■ ENUNCIADO:
Traduza para o inglês a seguinte frase do texto sobre Eurico Santos: "Seu legado, sobretudo a coleção Zoologia Brasílica, ainda inspira a conexão com a natureza que, de modo crescente, impõe a sua resiliência e expõe a fragilidade e interdependência humanas."

■ TEXTO FORNECIDO:

__________________________________________________

Foto de Eurico Santos publicada na revista Sulóris (1983).

“Os homens da ciência, que entre nós existem em quantidade apreciável e qualidade notável, não atinamos bem por que, esquivam-se quase sempre de fazer divulgação. Louvável, pois, seria que aparecessem, como nos demais centros de alta civilização, escritores que se especializassem na divulgação — gênero literário muito abundante na época hodierna. Não quer dizer que entre nós não exista êste gênero de escritores, pois fácil seria citá-los, mas ainda se apresentam em reduzidíssimo número, ante a tarefa a que são chamados.”

Os escritos de Eurico Santos, em linguagem acessível ao grande público, convidam os leitores a refletir sobre a importância dos avanços técnicos e da ciência no campo da agropecuária, sobre o apreço pela cinofilia e pelos cuidados indispensáveis dirigidos aos cães, bem como dos impactos negativos da caça, sem ordenamento e controle, sobre a harmonia das relações ecológicas, à luz da proteção ambiental. Seu legado, sobretudo a coleção Zoologia Brasílica, ainda inspira a conexão com a natureza que, de modo crescente, impõe a sua resiliência e expõe a fragilidade e interdependência humanas.

Frente de prospectos (26 x 18 cm) da Coleção Orquídeas, que reproduz as espécies Brasso catileya maronae, Gongora bufonia e Cattleya intermedia var. punelatissima
As quatro faces do prospecto X (21 x 15 cm), com uma dobra, da Coleção Aves do Brasil.
Imagens da face dos prospectos I, II, XVI e XVII (21 x 15 cm) da Coleção Aves do Brasil.

__________________________________________________

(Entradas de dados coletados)
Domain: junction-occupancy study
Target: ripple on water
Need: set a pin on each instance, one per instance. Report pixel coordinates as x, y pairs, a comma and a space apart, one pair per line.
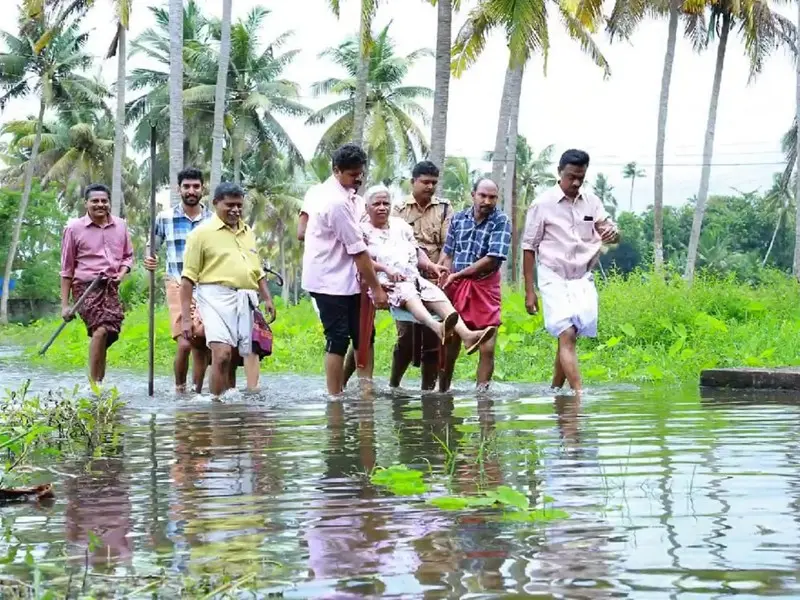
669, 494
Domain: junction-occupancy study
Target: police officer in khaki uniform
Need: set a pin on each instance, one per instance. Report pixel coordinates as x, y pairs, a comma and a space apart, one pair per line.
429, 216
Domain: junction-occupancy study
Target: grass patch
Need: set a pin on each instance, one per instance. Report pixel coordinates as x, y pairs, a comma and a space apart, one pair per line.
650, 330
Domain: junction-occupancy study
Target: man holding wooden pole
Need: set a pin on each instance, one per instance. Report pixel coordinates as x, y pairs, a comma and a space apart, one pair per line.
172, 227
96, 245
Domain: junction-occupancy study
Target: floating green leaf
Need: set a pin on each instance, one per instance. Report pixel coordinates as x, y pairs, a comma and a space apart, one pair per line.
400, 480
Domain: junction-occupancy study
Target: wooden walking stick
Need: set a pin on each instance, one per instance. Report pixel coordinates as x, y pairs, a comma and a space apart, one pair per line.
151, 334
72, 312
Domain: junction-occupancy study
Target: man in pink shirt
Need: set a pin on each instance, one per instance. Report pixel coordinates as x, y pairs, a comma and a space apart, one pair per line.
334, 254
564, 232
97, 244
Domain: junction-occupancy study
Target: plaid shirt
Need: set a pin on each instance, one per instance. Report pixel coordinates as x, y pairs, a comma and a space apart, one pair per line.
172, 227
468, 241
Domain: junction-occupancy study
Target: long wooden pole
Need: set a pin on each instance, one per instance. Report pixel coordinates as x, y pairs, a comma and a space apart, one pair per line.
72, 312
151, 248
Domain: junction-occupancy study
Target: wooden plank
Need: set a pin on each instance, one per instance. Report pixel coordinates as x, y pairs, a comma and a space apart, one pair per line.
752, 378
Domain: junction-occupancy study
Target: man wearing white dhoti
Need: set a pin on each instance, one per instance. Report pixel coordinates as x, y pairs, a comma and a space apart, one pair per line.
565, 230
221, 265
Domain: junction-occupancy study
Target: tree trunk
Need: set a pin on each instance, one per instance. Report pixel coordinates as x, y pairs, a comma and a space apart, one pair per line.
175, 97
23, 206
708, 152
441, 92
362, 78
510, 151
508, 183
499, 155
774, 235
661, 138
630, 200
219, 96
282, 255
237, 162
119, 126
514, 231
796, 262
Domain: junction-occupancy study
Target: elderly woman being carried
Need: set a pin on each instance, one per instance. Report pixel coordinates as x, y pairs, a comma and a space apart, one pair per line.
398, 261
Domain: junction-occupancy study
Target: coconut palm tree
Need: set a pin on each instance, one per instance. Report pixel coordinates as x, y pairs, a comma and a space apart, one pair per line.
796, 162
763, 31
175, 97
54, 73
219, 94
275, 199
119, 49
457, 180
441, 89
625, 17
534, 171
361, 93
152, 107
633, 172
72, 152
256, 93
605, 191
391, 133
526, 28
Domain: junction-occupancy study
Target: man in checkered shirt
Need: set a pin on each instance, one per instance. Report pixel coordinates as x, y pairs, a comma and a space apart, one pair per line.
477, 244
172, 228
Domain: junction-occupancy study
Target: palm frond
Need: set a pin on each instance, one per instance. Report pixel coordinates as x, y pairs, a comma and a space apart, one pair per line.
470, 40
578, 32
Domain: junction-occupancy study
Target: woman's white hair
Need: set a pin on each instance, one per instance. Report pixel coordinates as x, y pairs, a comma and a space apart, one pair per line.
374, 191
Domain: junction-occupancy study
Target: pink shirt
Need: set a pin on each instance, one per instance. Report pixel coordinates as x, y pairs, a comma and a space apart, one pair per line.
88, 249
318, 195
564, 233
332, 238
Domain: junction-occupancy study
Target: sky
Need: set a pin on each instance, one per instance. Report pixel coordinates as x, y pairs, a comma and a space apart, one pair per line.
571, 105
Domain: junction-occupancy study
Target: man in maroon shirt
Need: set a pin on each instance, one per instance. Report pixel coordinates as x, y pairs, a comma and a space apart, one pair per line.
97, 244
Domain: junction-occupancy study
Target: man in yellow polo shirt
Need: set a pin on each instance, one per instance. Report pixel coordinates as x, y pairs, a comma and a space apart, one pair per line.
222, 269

__________________________________________________

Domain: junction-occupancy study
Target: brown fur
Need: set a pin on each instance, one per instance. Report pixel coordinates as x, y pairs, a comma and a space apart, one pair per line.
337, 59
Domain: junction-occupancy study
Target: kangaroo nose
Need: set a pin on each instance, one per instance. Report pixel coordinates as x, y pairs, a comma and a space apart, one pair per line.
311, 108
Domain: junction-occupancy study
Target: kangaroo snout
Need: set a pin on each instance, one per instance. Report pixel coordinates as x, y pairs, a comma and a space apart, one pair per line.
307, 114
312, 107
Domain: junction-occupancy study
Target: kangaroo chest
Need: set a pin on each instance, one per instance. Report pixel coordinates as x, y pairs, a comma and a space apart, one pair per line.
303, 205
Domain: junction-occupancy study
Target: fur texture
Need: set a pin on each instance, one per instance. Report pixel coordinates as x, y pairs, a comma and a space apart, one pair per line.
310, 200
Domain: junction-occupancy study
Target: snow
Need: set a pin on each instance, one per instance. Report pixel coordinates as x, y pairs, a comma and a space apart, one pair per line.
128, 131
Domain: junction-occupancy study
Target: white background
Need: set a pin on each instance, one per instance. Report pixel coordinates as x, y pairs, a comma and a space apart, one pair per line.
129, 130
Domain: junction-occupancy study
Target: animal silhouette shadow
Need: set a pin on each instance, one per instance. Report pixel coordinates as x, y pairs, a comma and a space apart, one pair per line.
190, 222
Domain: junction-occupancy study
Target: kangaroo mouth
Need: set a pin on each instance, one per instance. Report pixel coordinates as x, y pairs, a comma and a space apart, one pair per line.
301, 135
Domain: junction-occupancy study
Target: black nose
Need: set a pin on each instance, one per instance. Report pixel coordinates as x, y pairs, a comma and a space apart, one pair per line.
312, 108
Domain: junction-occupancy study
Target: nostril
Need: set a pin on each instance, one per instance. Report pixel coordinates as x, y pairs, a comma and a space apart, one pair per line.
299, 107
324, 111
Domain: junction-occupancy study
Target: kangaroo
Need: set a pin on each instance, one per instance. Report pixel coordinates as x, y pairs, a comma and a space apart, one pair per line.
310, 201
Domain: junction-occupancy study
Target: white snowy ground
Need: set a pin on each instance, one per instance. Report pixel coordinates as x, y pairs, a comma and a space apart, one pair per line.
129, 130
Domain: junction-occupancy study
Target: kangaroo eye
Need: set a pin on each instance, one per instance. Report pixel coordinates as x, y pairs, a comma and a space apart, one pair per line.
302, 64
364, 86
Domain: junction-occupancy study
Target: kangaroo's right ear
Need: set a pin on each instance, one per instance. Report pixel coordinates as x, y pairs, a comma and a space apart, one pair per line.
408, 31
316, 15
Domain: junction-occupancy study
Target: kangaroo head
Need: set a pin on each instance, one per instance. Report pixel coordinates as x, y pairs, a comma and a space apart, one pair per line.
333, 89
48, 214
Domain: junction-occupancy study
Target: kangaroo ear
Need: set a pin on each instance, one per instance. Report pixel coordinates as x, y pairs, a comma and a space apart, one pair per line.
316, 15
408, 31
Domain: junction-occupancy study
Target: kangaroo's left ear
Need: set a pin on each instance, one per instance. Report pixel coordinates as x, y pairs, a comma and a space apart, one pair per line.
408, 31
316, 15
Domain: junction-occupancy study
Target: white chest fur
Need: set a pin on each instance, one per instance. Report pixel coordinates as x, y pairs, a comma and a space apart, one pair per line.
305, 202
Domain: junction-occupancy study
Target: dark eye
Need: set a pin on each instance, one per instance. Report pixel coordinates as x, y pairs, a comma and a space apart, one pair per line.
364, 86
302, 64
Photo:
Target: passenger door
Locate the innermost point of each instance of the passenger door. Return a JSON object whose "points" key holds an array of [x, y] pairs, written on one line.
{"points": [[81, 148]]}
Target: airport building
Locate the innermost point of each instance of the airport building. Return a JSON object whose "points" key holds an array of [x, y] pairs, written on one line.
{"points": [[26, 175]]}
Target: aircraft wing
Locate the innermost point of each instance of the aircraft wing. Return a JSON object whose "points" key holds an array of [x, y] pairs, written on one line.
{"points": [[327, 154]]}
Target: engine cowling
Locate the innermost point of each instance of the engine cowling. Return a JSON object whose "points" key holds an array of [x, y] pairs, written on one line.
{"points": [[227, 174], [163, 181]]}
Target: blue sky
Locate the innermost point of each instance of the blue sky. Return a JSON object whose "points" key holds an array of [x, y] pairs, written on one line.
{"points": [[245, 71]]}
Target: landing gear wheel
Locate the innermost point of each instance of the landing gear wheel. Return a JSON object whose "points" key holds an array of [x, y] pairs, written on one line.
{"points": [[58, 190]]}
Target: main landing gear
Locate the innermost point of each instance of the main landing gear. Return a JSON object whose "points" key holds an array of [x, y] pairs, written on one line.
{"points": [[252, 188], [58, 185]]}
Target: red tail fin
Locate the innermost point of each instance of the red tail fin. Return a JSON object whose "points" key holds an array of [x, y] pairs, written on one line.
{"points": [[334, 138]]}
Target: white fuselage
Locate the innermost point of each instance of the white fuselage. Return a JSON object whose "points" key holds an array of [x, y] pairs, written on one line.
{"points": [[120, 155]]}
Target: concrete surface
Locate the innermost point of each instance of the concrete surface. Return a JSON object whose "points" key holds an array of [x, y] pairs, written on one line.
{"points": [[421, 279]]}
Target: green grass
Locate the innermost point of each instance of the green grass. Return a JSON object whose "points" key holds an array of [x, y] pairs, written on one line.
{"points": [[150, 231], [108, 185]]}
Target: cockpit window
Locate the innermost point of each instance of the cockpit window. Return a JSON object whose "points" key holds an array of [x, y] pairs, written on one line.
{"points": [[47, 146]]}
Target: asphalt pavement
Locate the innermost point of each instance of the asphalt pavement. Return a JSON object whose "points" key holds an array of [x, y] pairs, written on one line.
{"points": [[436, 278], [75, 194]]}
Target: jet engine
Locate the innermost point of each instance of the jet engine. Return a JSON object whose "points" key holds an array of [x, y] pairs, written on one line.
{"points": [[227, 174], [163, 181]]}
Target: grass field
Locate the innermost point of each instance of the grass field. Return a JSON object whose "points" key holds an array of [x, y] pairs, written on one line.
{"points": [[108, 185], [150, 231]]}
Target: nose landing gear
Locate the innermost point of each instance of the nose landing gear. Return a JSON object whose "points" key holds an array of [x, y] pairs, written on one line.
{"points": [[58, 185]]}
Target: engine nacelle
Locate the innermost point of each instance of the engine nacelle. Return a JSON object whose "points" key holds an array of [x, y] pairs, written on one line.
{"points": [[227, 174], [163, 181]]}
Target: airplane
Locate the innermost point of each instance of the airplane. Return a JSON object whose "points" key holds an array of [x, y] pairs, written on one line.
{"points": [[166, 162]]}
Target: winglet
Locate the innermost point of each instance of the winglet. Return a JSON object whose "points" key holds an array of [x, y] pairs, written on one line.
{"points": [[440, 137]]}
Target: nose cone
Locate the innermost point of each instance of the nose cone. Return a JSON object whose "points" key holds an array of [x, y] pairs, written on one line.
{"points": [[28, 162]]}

__________________________________________________

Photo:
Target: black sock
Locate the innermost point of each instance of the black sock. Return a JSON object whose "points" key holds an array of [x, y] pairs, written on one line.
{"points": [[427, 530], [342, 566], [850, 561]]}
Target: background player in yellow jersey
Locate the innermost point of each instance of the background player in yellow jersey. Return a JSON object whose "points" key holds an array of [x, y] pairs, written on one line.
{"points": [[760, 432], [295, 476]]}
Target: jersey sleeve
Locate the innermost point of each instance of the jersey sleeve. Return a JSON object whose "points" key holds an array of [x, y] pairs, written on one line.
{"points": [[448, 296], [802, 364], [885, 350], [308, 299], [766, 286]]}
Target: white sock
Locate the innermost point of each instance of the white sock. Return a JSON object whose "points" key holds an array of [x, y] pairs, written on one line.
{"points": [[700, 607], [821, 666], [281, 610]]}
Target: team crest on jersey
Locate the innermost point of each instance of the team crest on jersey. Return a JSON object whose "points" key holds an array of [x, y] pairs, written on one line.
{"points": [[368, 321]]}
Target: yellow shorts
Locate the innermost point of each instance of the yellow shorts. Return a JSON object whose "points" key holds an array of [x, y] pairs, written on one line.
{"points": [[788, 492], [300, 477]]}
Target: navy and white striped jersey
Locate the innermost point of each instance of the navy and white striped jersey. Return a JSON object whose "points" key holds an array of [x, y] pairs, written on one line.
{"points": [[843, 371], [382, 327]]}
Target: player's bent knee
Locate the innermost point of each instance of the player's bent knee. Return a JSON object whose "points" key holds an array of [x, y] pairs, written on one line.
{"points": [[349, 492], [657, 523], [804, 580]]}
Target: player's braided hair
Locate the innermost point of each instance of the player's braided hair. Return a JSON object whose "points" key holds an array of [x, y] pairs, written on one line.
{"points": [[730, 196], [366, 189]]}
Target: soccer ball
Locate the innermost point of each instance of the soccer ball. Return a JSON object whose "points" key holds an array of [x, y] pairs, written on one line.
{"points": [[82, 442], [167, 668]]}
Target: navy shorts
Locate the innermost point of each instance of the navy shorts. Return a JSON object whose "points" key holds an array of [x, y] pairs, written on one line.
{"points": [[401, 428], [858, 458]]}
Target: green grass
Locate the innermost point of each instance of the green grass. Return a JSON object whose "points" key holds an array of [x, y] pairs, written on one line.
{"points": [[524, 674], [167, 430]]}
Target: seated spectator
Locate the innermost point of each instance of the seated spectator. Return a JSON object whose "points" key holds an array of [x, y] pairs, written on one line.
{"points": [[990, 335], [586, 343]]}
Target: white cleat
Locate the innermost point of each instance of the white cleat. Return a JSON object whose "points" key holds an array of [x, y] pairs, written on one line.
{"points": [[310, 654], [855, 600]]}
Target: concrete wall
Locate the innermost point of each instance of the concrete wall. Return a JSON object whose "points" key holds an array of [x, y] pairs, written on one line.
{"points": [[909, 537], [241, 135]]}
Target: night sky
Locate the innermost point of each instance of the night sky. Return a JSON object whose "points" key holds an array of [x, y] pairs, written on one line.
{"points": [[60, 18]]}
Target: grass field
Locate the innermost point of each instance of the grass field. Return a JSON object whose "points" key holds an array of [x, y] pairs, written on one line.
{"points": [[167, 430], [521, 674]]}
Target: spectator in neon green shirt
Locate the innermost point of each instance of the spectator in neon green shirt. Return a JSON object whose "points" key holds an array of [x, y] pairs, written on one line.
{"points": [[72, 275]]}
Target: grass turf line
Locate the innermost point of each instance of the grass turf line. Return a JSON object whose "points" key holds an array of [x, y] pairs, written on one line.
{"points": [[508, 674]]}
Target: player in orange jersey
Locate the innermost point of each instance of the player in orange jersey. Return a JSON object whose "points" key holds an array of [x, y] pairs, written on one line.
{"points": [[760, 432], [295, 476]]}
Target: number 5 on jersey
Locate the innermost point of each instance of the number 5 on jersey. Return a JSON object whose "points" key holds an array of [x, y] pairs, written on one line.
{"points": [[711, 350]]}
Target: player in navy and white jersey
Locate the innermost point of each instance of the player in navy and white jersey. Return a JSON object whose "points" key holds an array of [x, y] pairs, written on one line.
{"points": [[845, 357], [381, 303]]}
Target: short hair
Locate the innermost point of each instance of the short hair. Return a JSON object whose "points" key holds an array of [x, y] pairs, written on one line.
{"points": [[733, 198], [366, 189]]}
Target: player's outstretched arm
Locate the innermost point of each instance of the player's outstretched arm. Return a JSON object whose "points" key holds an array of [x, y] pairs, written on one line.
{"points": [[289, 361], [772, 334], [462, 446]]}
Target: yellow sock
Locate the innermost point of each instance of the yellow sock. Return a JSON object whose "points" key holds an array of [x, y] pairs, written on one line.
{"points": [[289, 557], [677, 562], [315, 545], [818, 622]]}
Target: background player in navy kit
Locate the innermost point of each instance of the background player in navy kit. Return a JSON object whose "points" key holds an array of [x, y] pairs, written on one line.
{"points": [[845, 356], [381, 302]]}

__________________________________________________

■ SUA RESPOSTA:
His legacy, above all the Zoologia Brasílica collection, still inspires the connection with nature, which increasingly asserts its resilience and exposes human fragility and interdependence.